Now, adverting to the case at hand, we are of the considered view inter alia : (i) that AO has merely acted in mechanical manner on receipt of information from ACIT, Central Circle 19,
New Delhi that he has reason to believe that income of Rs.15,00,000/- has escaped assessment for the year
2004-05 due to failure on the part of the assessee to disclose fully and truly all material facts necessary for assessment; (ii) that the AO has not even satisfied himself to prima facie make out, if, on his own, he has satisfied himself that the income of Rs.15,00,000/- has escaped assessment in the year under assessment by perusing record, if any; (iii) that when the cheque numbers and date of the amount of alleged accommodation entries were available with the AO, he was required to conduct independent investigation to satisfy himself, that such and such income has escaped assessment; (iv) that at the time of filing the original return of income filed by the assessee on 25.10.2014, the assessee might have recorded the transaction of Rs.15,00,000/- between the assessee and S.K. Gupta group company and at that time, the AO was under obligation to investigate if that transaction was bogus with a shell company; (v) that forming an opinion merely on the basis of information supplied to the AO by ACIT, Central
Circle 19, New Delhi that S.K. Gupta has provided accommodation entries to the assessee to the tune of Rs.15,00,000/- does not amount to satisfaction of the AO to reopen the case u/s 147 of the Act;
(vi) that in view of the law laid down by the Hon’ble Supreme Court and Hon’ble jurisdictional High Court in the judgment cited as Chhugamal Rajpal vs. S.P. Chaliha and G & G Pharma India Ltd.(supra) respectively, the initiation of proceedings u/s 147 of the Act is itself bad in law and consequent assessment framed u/s 143(3)/147 of the Act is not sustainable, hence hereby set aside.

....

#### Prompt
Pick up the ruling on reopening the tax assessment after its last sentence, and continue it for a few more sentences.

#### Recorded information
....

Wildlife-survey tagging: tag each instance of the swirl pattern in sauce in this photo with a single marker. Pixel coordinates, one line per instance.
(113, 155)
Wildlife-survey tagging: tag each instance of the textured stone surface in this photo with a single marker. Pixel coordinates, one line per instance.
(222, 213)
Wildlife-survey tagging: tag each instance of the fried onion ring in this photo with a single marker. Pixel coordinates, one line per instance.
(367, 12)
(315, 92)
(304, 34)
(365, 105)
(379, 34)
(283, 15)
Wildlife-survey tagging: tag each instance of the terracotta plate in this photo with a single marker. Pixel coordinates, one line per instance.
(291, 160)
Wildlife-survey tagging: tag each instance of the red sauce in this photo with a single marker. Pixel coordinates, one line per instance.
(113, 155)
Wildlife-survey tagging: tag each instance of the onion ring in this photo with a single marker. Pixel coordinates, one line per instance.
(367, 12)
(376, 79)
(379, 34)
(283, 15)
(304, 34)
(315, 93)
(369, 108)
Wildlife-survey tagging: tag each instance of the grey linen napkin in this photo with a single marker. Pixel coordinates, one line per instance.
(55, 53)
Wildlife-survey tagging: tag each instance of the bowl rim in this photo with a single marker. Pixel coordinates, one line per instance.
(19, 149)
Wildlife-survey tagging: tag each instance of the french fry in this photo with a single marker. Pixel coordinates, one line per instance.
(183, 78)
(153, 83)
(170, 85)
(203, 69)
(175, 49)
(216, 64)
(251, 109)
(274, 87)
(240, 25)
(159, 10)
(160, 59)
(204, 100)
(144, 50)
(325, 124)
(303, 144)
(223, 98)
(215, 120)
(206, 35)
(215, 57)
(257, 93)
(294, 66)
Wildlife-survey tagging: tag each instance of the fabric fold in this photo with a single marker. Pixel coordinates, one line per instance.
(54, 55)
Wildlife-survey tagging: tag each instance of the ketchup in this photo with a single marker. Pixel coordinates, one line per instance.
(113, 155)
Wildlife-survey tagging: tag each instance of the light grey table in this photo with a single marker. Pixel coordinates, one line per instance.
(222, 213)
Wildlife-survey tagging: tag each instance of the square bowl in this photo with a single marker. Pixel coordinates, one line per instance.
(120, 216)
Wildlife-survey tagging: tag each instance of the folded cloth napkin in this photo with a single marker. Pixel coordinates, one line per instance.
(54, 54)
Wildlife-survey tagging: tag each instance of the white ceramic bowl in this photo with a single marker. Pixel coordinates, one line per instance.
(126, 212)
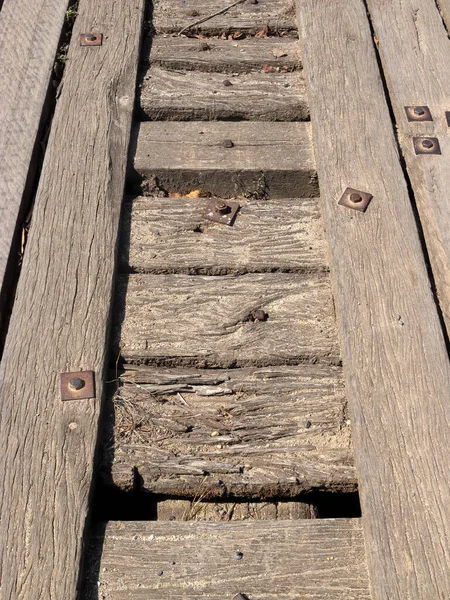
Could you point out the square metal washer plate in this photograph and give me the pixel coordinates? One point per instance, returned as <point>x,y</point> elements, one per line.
<point>86,392</point>
<point>84,41</point>
<point>213,213</point>
<point>419,148</point>
<point>361,205</point>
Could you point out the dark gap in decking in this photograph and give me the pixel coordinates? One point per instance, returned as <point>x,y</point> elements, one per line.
<point>24,220</point>
<point>114,504</point>
<point>410,188</point>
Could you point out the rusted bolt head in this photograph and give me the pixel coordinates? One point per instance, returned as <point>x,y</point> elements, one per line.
<point>222,207</point>
<point>428,144</point>
<point>355,197</point>
<point>259,315</point>
<point>76,383</point>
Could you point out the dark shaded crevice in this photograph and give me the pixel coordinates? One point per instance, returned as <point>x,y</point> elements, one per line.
<point>410,188</point>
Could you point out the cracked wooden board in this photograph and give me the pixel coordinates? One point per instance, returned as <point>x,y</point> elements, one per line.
<point>171,235</point>
<point>307,559</point>
<point>61,312</point>
<point>394,354</point>
<point>196,96</point>
<point>207,321</point>
<point>273,432</point>
<point>278,15</point>
<point>222,56</point>
<point>276,159</point>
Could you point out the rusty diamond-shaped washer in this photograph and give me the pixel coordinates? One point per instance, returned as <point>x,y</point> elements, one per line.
<point>221,211</point>
<point>426,146</point>
<point>91,39</point>
<point>79,385</point>
<point>355,199</point>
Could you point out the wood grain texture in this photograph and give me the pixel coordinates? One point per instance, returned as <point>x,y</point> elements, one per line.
<point>25,70</point>
<point>222,56</point>
<point>188,156</point>
<point>196,510</point>
<point>311,560</point>
<point>251,433</point>
<point>171,235</point>
<point>395,360</point>
<point>206,321</point>
<point>60,317</point>
<point>278,15</point>
<point>414,48</point>
<point>191,95</point>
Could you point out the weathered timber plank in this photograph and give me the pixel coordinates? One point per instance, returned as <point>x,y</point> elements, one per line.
<point>268,433</point>
<point>191,95</point>
<point>206,321</point>
<point>416,64</point>
<point>311,560</point>
<point>185,156</point>
<point>29,35</point>
<point>222,56</point>
<point>278,15</point>
<point>394,355</point>
<point>171,235</point>
<point>196,510</point>
<point>60,317</point>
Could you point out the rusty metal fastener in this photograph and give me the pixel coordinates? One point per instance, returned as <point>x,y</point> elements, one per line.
<point>220,211</point>
<point>91,39</point>
<point>78,386</point>
<point>426,146</point>
<point>418,113</point>
<point>355,199</point>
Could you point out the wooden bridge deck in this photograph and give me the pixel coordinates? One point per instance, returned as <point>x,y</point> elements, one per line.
<point>249,377</point>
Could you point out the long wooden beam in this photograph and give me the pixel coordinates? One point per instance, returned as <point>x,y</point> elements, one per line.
<point>395,360</point>
<point>61,314</point>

....

#### Your response
Since the very initiation of the proceedings u/s 147 of the Act and consequent assessment framed u/s 143(3)/ 147 have held to be not sustainable in the eyes of law, grounds no.3 & 3.1 raised by the assessee challenging the addition of Rs.15,00,000/- made by the AO and confirmed by the ld. CIT (A) u/s 68 of the Act have become infructuous. Resultantly, present appeal filed by the assessee is hereby allowed.
Order pronounced in open court on this 17th day of May, 2016.